* Esercizio scritto 1: Raccogli dai record riportati più avanti ogni riga che contiene la parola "plume" e trascrivila senza modifiche.

* Brano del documento:
============================================================

Il Comune e i proprietari dell’edificio non potevano esercitare, rispetto a quei manufatti, un autonomo controllo fisico e materiale proprio del custode (Corte di Appello di Reggio Calabria, Sentenza n. 540/2021 del 17/09/2021-RG n. 354/2013)

Viene appellata la sentenza del Tribunale di Reggio Calabria n. 140/2013 pubblicata il 28 gennaio 2013. La danneggiata chiamava a giudizio l’Impresa Edile, la Ditta appaltatrice e il Comune di Reggio Calabria, onde ottenere la condanna in solido – o in ragione delle rispettive responsabilità – al risarcimento dei danni subiti a seguito ed in conseguenza del sinistro occorsole in data 22.5.2004, alle ore 12,15 circa, allorquando, mentre percorreva a piedi la Via del Torrione, giunta all’altezza del civico n. 46/A, cadeva a terra dopo essere inciampata su una trave sporgente dal ponteggio allestito sul marciapiede.

L’attrice deduceva di avere riportato, in seguito alla caduta, lesioni con postumi permanenti, complessivamente quantificati nella somma di euro 12.839,36.

============================================================

* Insieme di dati:

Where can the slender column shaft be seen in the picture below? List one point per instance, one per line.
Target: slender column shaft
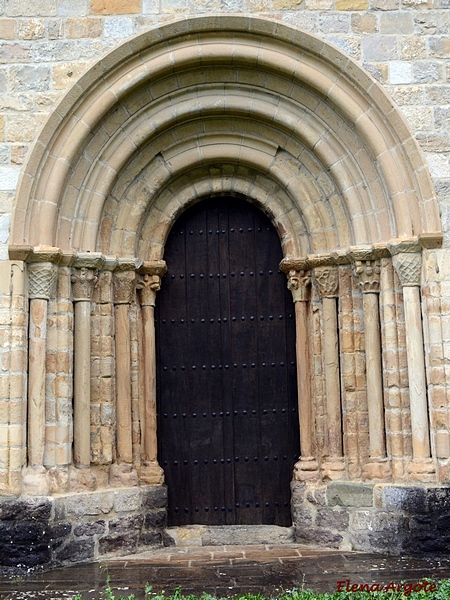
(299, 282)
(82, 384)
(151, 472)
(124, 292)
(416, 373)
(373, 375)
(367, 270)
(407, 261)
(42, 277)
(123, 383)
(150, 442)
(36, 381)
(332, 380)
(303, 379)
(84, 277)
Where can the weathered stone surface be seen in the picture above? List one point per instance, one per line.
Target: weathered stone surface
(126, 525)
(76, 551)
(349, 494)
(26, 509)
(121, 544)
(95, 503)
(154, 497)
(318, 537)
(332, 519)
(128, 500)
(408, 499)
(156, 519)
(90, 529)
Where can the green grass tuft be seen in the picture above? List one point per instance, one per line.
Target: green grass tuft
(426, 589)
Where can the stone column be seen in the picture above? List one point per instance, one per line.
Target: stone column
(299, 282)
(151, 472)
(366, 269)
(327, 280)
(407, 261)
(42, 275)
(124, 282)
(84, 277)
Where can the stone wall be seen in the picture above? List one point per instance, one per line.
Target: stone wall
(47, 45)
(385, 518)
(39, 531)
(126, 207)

============================================================

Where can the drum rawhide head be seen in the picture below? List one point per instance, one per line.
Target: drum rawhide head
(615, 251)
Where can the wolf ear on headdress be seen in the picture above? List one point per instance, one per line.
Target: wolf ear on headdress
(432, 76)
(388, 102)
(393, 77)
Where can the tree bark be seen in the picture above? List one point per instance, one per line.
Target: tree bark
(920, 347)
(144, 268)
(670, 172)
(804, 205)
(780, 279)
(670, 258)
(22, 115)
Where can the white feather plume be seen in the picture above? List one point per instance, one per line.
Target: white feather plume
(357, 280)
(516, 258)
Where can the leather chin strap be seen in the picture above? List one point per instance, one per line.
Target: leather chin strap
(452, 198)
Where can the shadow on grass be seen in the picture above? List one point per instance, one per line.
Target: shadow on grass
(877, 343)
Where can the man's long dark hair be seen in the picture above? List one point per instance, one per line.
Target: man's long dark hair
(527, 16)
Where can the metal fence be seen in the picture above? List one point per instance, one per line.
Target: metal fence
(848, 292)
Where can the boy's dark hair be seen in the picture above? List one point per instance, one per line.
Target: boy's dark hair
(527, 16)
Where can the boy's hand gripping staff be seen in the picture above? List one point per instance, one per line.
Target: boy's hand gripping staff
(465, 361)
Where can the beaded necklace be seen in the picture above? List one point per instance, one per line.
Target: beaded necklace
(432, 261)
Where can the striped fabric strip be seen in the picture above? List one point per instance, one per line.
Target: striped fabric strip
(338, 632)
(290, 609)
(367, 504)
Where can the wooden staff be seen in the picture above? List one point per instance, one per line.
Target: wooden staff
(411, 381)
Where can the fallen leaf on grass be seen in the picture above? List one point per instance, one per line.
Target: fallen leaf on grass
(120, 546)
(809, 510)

============================================================

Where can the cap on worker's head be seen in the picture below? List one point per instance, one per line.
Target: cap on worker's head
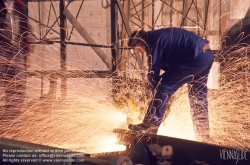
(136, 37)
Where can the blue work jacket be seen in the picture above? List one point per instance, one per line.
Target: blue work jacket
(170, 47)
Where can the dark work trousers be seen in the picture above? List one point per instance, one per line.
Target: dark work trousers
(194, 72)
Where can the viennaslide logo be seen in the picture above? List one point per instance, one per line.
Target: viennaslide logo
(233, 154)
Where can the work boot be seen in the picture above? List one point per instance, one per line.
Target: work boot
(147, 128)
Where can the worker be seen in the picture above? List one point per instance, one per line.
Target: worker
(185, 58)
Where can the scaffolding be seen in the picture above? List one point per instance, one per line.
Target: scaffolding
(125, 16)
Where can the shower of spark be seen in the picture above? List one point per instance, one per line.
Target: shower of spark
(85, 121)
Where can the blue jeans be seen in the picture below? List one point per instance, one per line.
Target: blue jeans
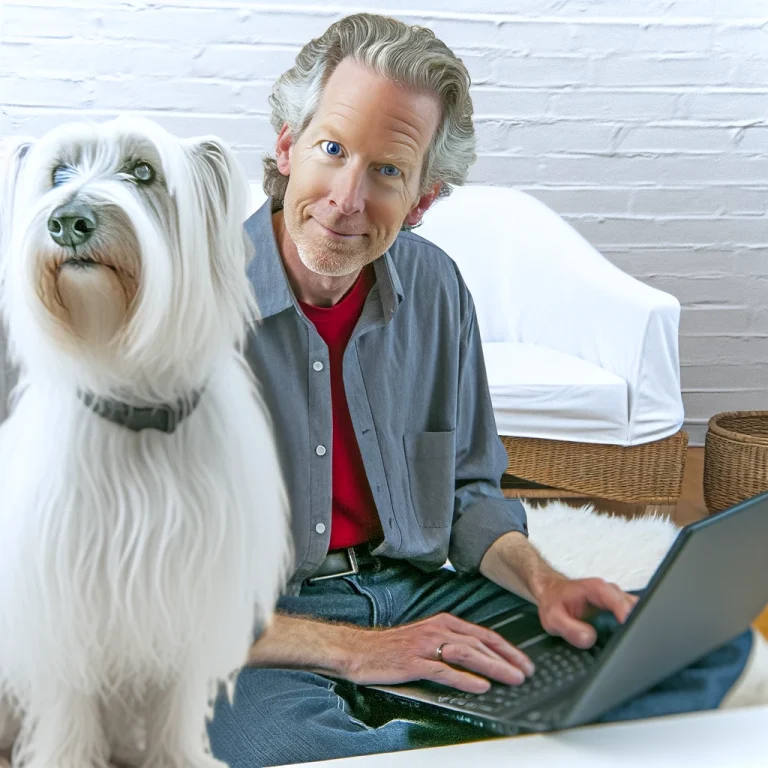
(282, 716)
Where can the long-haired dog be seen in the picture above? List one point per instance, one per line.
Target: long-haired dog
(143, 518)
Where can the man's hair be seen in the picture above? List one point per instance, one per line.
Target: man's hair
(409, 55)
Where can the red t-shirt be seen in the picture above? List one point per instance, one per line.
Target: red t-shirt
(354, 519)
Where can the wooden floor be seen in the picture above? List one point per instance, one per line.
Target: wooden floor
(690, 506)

============================================================

* Esercizio scritto 2: Trascrivi parola per parola, dal testo sulla sentenza d'appello riportato sopra, tutto ciò che va da "L’attrice deduceva di" giù fino a "di euro 12.839,36.".

* Risposta completa 1:
Where can the white feather plume be seen in the picture above? List one point per instance, one per line.
Target: white feather plume

* Risposta completa 2:
L’attrice deduceva di avere riportato, in seguito alla caduta, lesioni con postumi permanenti, complessivamente quantificati nella somma di euro 12.839,36.